## Begin DOCUMENT
Well there are a number of interpretations and myths that all give the same general impression.  Here is an excerpt from one art catalogue description I found online:

"(A Dragon or two dragons) ...chasing a flaming pearl is a common motif in Chinese art, portrayed in paintings, and on ceramics, furniture, textiles and accessories. It is believed that the flaming pearl, which represents the moon or rolling thunder, gives the dragons their power and allows them to ascend to heaven. In Buddhism, the dragon pearl symbolizes enlightenment and spiritual essence, and in Chinese mythology, the glowing pearl is regarded as a very precious gem imbuing benevolence and is associated with daylight."  

So the pearl is both a moon and sun symbol, represents desire, and represents transcending desires when obtained.  Sometimes the pearl is called the "pearl of potentiality" so it is the search for love, truth, and spiritual essence.  Without the pearl, the dragon looses all its power.

The dragon/lion dances at the Spring Festival usually involve the dragon chasing the pearl with the luck for the New Year.

In my kung-fu class “chasing the pearl” is the name for when one person holds up their hands and the other person hits the hands to practice targeting.  The targets come in a stream, and the pearl is always the next target rolling down the stream.

Josh

----------


## josh stout

Here are some shuang jian with an unusual version of the seven stars motif.  It does not show up well in the picture, but there is not only the two-tone inlay, but also a difference in color between the inlays on the two blades.
## End DOCUMENT
## Begin GIVEN INFORMATION
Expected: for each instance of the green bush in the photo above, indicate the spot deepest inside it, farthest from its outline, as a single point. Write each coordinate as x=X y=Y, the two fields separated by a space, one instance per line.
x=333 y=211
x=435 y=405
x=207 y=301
## End GIVEN INFORMATION
_REQUIRED TASK:_ Output verbatim the passage of the dragon-pearl post above, beginning at the words "In my kung-fu" and stopping after the words "down the stream.".

_RESPONSE TO THE TASK:_
In my kung-fu class “chasing the pearl” is the name for when one person holds up their hands and the other person hits the hands to practice targeting.  The targets come in a stream, and the pearl is always the next target rolling down the stream.